OBJECTIVE: Copy out the text below about high frame rate film and the flaws of older media, word for word and in full.

That said, I think he’s wrong about this, and as audiences get a little more acclimated to HFR, it will become more accepted visually. I haven’t seen the Hobbit yet, so I can’t really comment from experience, but I would guess that this is a matter of retraining your brain to accept this form of imagery. When HDTV first came out, I couldn’t understand its appeal or why anybody cares, despite being a very visual person myself (as a photographer). Now, standard def annoys the crap out of me and I wonder how I ever watched anything with such crappy resolution.
We’ll see how it all pans out with audiences as viewers adapt to HFR and filmmakers expand their techniques to adapt to the new technology.
I’m not disagreeing with you at all. But I think 24 or 25 fps was a reasonable compromise at the time for a large enough group of people and a cost-effective film budget.
I only say this because when I was first introduced to film at age 9 or so (yes!), the only preconceived notion I had about it was it was wonderful, or so I was told. Although I became a film buff for the content, I quickly became disillusioned about the medium due to the obvious (to me) flaws: flicker, frames that always jumped just a little, spots and defects on a single frame that I could not ignore, and at first, poor sound.
Modern day video gets rid of many of these flaws, and is improving still. This is a good thing.
It reminds me of the history of disc/tape sound recordings. We all put up with crackle, pops, hiss, wow and flutter because the content was worth it. That doesn’t mean we didn’t hear it, and some of us were highly annoyed by it. I spent many hours trying to eliminate the dirt from my LPs. Digital CDs removed most of those objections.

GIVEN DATA:
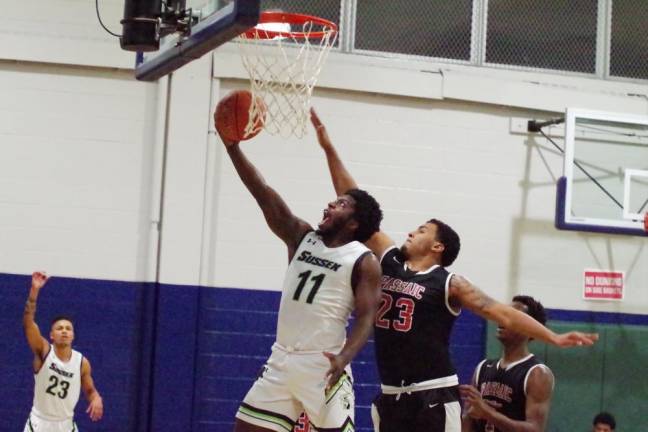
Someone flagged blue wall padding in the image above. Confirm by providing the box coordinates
[0,274,492,432]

ANSWER IN FULL:
That said, I think he’s wrong about this, and as audiences get a little more acclimated to HFR, it will become more accepted visually. I haven’t seen the Hobbit yet, so I can’t really comment from experience, but I would guess that this is a matter of retraining your brain to accept this form of imagery. When HDTV first came out, I couldn’t understand its appeal or why anybody cares, despite being a very visual person myself (as a photographer). Now, standard def annoys the crap out of me and I wonder how I ever watched anything with such crappy resolution.
We’ll see how it all pans out with audiences as viewers adapt to HFR and filmmakers expand their techniques to adapt to the new technology.
I’m not disagreeing with you at all. But I think 24 or 25 fps was a reasonable compromise at the time for a large enough group of people and a cost-effective film budget.
I only say this because when I was first introduced to film at age 9 or so (yes!), the only preconceived notion I had about it was it was wonderful, or so I was told. Although I became a film buff for the content, I quickly became disillusioned about the medium due to the obvious (to me) flaws: flicker, frames that always jumped just a little, spots and defects on a single frame that I could not ignore, and at first, poor sound.
Modern day video gets rid of many of these flaws, and is improving still. This is a good thing.
It reminds me of the history of disc/tape sound recordings. We all put up with crackle, pops, hiss, wow and flutter because the content was worth it. That doesn’t mean we didn’t hear it, and some of us were highly annoyed by it. I spent many hours trying to eliminate the dirt from my LPs. Digital CDs removed most of those objections.